WORK TO DO => Render every line of the records below as a Markdown table with two columns, Row for the line number and Text for the line itself. Omit blank lines.
:: DATASET CONTENT ::
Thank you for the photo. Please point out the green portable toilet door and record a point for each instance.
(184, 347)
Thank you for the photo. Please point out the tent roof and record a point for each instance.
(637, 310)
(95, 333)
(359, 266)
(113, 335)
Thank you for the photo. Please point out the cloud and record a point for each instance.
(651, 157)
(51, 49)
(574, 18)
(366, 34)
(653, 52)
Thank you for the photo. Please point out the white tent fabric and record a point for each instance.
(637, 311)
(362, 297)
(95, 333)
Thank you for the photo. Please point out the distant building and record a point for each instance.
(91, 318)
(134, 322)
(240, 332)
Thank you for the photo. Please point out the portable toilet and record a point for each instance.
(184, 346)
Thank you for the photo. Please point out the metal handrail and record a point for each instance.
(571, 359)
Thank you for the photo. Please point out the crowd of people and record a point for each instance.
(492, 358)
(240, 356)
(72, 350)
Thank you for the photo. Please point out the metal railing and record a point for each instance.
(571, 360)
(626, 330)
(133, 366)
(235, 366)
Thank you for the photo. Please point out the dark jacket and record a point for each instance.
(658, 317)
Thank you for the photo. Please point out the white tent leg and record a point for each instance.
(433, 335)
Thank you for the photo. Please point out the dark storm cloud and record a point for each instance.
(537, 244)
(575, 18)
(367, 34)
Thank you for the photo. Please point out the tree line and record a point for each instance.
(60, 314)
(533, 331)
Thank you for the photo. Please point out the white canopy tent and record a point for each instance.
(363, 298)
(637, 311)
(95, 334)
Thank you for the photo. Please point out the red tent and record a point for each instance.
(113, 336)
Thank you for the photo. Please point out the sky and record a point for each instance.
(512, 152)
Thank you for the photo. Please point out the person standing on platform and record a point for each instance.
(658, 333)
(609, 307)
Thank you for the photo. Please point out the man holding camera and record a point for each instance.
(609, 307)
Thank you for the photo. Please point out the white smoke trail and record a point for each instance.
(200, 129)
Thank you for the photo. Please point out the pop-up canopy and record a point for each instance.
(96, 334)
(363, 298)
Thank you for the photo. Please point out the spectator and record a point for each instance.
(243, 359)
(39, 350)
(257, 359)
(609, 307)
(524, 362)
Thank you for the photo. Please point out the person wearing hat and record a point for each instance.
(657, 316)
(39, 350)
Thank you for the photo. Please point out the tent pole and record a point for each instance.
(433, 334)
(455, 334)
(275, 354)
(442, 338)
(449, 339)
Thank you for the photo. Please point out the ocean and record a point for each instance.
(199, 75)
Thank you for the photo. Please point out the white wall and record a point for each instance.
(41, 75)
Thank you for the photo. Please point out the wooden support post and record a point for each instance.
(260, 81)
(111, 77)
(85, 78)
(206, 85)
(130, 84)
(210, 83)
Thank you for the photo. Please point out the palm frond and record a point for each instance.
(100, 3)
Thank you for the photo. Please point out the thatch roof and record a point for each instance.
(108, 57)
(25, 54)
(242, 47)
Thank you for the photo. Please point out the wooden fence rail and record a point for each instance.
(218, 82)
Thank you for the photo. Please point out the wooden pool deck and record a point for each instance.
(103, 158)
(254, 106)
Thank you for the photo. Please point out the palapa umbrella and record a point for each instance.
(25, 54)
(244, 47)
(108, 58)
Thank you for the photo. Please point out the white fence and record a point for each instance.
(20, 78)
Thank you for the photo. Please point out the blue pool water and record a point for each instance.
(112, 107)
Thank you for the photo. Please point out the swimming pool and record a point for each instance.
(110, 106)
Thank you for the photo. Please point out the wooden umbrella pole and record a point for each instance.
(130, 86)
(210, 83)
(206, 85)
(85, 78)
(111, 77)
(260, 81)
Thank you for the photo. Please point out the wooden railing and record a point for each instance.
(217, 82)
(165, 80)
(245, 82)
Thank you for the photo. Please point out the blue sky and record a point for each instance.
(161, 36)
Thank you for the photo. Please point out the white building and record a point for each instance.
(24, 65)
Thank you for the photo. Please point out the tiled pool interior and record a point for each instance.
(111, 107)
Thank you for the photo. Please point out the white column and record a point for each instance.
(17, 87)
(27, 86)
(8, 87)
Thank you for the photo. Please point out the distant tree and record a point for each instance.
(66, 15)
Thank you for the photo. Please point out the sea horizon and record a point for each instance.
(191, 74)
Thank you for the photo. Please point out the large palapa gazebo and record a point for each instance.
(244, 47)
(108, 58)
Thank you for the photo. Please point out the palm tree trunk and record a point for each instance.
:::
WRITTEN ANSWER =>
| Row | Text |
|---|---|
| 1 | Thank you for the photo. Please point out the green portable toilet door and record a point for each instance. |
| 2 | (184, 347) |
| 3 | Thank you for the photo. Please point out the tent roof and record a point for each instance. |
| 4 | (637, 310) |
| 5 | (95, 333) |
| 6 | (359, 266) |
| 7 | (113, 335) |
| 8 | Thank you for the photo. Please point out the cloud and record a point for each instance. |
| 9 | (651, 157) |
| 10 | (51, 49) |
| 11 | (574, 18) |
| 12 | (366, 34) |
| 13 | (653, 52) |
| 14 | Thank you for the photo. Please point out the white tent fabric and record a point for each instance. |
| 15 | (637, 311) |
| 16 | (362, 297) |
| 17 | (95, 333) |
| 18 | Thank you for the photo. Please point out the distant building and record a point for each instance. |
| 19 | (91, 318) |
| 20 | (134, 322) |
| 21 | (240, 332) |
| 22 | Thank you for the photo. Please point out the portable toilet and record a point for each instance. |
| 23 | (184, 346) |
| 24 | Thank you for the photo. Please point out the metal handrail and record a point for each instance. |
| 25 | (571, 359) |
| 26 | Thank you for the photo. Please point out the crowd of people and record a point for each instance. |
| 27 | (492, 358) |
| 28 | (240, 356) |
| 29 | (72, 350) |
| 30 | Thank you for the photo. Please point out the metal railing and record a point for each instance. |
| 31 | (571, 360) |
| 32 | (626, 330) |
| 33 | (133, 366) |
| 34 | (235, 366) |
| 35 | Thank you for the photo. Please point out the dark jacket and record a point for each instance. |
| 36 | (658, 317) |
| 37 | Thank you for the photo. Please point out the white tent leg and record a point for each instance. |
| 38 | (433, 335) |
| 39 | Thank you for the photo. Please point out the dark storm cloud and record a point for each instance. |
| 40 | (537, 244) |
| 41 | (575, 18) |
| 42 | (367, 34) |
| 43 | Thank you for the photo. Please point out the tree line and record a point for each instance. |
| 44 | (60, 314) |
| 45 | (533, 331) |
| 46 | Thank you for the photo. Please point out the white canopy tent and record a point for each instance. |
| 47 | (363, 298) |
| 48 | (637, 311) |
| 49 | (95, 334) |
| 50 | Thank you for the photo. Please point out the red tent and record a point for each instance. |
| 51 | (113, 336) |
| 52 | Thank you for the photo. Please point out the sky and record a point for each instance. |
| 53 | (512, 152) |
| 54 | Thank you for the photo. Please point out the person standing on platform and record a point for each instance. |
| 55 | (658, 333) |
| 56 | (609, 307) |
| 57 | Thank you for the photo. Please point out the man holding camera and record a point for each instance. |
| 58 | (609, 307) |
| 59 | Thank you for the photo. Please point out the white smoke trail and record a point for each instance. |
| 60 | (200, 129) |
| 61 | Thank you for the photo. Please point out the pop-up canopy and record a point for each instance. |
| 62 | (96, 334) |
| 63 | (363, 298) |
| 64 | Thank you for the photo. Please point out the spectator and record a point for each instance. |
| 65 | (243, 359) |
| 66 | (39, 350) |
| 67 | (257, 359) |
| 68 | (609, 307) |
| 69 | (524, 362) |
| 70 | Thank you for the photo. Please point out the person wearing hat and record a point for each instance. |
| 71 | (657, 316) |
| 72 | (39, 350) |
| 73 | Thank you for the photo. Please point out the tent pole and record a point for each instance. |
| 74 | (433, 334) |
| 75 | (455, 334) |
| 76 | (275, 354) |
| 77 | (442, 338) |
| 78 | (449, 339) |
| 79 | Thank you for the photo. Please point out the ocean and record a point for each instance. |
| 80 | (199, 75) |
| 81 | Thank you for the photo. Please point out the white wall and record a point for each instance. |
| 82 | (41, 75) |
| 83 | Thank you for the photo. Please point out the wooden support post and record a point for each instance. |
| 84 | (260, 81) |
| 85 | (111, 77) |
| 86 | (85, 78) |
| 87 | (206, 85) |
| 88 | (130, 84) |
| 89 | (210, 83) |
| 90 | Thank you for the photo. Please point out the palm frond and record a point for each instance. |
| 91 | (100, 3) |
| 92 | Thank you for the photo. Please point out the thatch roof and record a point for each instance. |
| 93 | (108, 57) |
| 94 | (25, 54) |
| 95 | (242, 47) |
| 96 | Thank you for the photo. Please point out the wooden fence rail and record a point for each instance. |
| 97 | (218, 82) |
| 98 | Thank you for the photo. Please point out the wooden pool deck and record a point for each instance. |
| 99 | (103, 158) |
| 100 | (254, 106) |
| 101 | Thank you for the photo. Please point out the palapa umbrella and record a point for each instance. |
| 102 | (25, 54) |
| 103 | (244, 47) |
| 104 | (108, 58) |
| 105 | Thank you for the photo. Please point out the white fence and record a point for each instance. |
| 106 | (20, 78) |
| 107 | Thank you for the photo. Please point out the blue pool water and record a point for each instance. |
| 108 | (112, 107) |
| 109 | Thank you for the photo. Please point out the swimming pool and record a point for each instance. |
| 110 | (110, 106) |
| 111 | Thank you for the photo. Please point out the wooden umbrella pole and record a point for each instance. |
| 112 | (130, 86) |
| 113 | (210, 83) |
| 114 | (206, 85) |
| 115 | (85, 78) |
| 116 | (111, 77) |
| 117 | (260, 81) |
| 118 | Thank you for the photo. Please point out the wooden railing and record a point for each instance. |
| 119 | (217, 82) |
| 120 | (165, 80) |
| 121 | (245, 82) |
| 122 | Thank you for the photo. Please point out the blue sky and record a point for each instance. |
| 123 | (161, 36) |
| 124 | Thank you for the photo. Please point out the white building and record a point for each instance. |
| 125 | (24, 65) |
| 126 | Thank you for the photo. Please point out the tiled pool interior and record a point for each instance. |
| 127 | (111, 107) |
| 128 | Thank you for the photo. Please point out the white column and record a point for each instance. |
| 129 | (17, 87) |
| 130 | (27, 86) |
| 131 | (8, 87) |
| 132 | Thank you for the photo. Please point out the distant tree and record a point for each instance. |
| 133 | (66, 15) |
| 134 | Thank you for the photo. Please point out the sea horizon and record a point for each instance. |
| 135 | (191, 74) |
| 136 | Thank you for the photo. Please point out the large palapa gazebo and record a point for each instance. |
| 137 | (244, 47) |
| 138 | (108, 58) |
| 139 | Thank you for the photo. Please point out the palm tree trunk and record a point for each instance. |